##### Supplied data
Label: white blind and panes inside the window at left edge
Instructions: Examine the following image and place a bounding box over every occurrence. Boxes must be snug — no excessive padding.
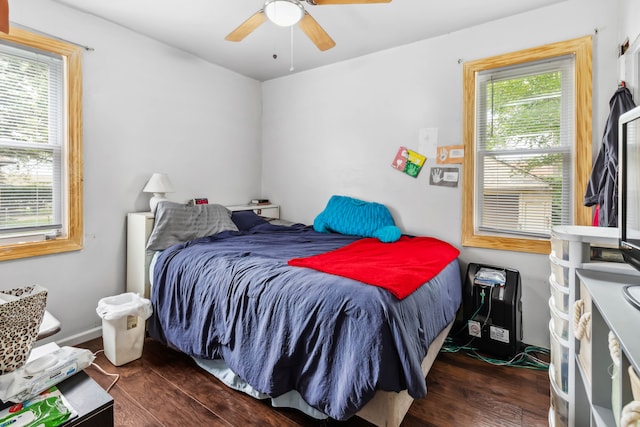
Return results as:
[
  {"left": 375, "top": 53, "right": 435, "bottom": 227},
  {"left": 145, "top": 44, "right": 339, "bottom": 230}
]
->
[{"left": 0, "top": 44, "right": 65, "bottom": 240}]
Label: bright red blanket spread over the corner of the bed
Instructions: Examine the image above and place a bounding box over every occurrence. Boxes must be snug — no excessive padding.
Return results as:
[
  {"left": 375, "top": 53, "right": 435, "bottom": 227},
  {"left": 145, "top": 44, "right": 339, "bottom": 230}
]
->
[{"left": 289, "top": 236, "right": 460, "bottom": 299}]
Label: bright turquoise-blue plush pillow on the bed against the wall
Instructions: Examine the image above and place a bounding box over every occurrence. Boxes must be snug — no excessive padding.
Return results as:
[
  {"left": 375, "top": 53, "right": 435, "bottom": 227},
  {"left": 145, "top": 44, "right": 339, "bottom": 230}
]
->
[{"left": 313, "top": 196, "right": 402, "bottom": 242}]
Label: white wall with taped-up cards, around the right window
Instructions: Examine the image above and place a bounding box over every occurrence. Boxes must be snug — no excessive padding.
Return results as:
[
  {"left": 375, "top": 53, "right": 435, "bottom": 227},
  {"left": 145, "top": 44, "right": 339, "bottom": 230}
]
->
[{"left": 262, "top": 0, "right": 620, "bottom": 347}]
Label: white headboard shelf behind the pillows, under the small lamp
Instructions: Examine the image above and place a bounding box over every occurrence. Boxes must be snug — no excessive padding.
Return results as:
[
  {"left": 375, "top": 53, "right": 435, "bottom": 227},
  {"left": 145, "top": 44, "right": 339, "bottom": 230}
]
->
[{"left": 126, "top": 204, "right": 280, "bottom": 298}]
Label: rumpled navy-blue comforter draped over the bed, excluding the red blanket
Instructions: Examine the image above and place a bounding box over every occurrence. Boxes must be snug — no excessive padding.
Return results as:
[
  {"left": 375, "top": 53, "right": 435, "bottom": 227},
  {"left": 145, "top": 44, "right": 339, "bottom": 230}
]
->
[{"left": 149, "top": 224, "right": 461, "bottom": 420}]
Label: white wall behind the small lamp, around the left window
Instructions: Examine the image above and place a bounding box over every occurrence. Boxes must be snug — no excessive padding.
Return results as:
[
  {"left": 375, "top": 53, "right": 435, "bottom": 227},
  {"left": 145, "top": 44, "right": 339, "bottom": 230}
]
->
[{"left": 0, "top": 0, "right": 261, "bottom": 344}]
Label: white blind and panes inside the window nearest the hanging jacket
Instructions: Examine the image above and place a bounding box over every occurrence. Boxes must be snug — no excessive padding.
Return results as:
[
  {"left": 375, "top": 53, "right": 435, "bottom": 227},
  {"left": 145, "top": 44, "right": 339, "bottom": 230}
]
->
[{"left": 474, "top": 56, "right": 575, "bottom": 238}]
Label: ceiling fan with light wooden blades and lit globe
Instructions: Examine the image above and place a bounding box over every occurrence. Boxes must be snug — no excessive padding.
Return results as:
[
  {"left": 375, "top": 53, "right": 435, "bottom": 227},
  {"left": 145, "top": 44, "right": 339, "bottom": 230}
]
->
[{"left": 225, "top": 0, "right": 391, "bottom": 51}]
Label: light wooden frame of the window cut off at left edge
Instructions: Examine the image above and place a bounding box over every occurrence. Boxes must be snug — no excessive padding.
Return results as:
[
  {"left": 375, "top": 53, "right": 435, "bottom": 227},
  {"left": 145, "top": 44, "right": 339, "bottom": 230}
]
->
[{"left": 0, "top": 27, "right": 84, "bottom": 261}]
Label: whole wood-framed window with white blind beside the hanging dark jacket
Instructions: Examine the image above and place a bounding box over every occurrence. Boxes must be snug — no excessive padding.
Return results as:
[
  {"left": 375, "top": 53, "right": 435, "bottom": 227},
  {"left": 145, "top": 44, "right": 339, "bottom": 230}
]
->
[{"left": 462, "top": 37, "right": 592, "bottom": 253}]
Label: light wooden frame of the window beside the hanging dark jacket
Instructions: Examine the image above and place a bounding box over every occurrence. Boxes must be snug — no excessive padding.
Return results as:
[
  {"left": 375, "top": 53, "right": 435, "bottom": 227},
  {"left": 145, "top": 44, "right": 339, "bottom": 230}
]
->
[{"left": 462, "top": 36, "right": 593, "bottom": 254}]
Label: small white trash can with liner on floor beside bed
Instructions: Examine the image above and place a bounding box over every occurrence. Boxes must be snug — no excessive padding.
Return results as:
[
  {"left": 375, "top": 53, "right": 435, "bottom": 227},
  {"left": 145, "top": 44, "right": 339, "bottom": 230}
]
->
[{"left": 96, "top": 292, "right": 152, "bottom": 366}]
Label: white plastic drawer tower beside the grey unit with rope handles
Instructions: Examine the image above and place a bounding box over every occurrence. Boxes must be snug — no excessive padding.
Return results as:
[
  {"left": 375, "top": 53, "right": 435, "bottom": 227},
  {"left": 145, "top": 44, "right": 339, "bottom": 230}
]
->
[{"left": 549, "top": 226, "right": 638, "bottom": 427}]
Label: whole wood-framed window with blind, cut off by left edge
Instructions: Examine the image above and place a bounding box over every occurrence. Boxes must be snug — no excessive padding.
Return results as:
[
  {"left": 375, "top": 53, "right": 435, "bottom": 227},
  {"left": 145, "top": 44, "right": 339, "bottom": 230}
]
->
[{"left": 0, "top": 28, "right": 83, "bottom": 260}]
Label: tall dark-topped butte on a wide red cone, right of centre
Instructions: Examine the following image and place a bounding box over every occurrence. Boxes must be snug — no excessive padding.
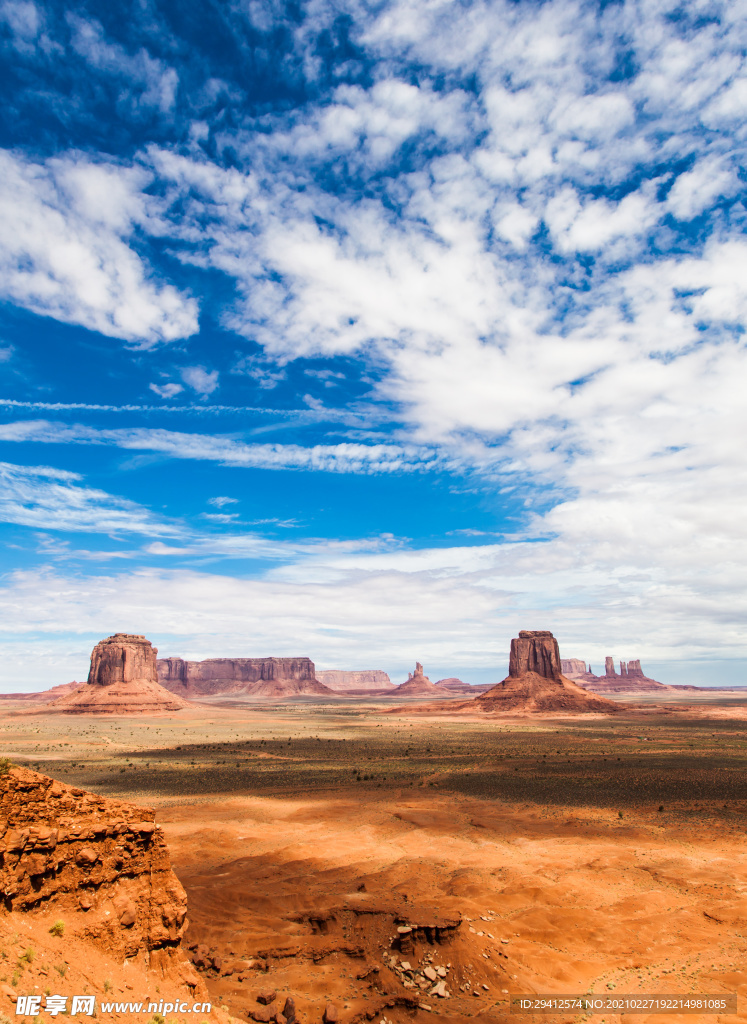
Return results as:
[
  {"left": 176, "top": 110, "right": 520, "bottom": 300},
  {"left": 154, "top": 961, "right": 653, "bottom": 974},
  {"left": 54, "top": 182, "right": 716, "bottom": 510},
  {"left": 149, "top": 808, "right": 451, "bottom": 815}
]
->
##########
§ **Activity**
From the entries above, copy each line that holds "edge".

§ **Result**
Label: white blind and panes inside the window at left edge
Label: light wooden frame of the window cut off at left edge
Label: whole wood-framed window with blind, cut off by left edge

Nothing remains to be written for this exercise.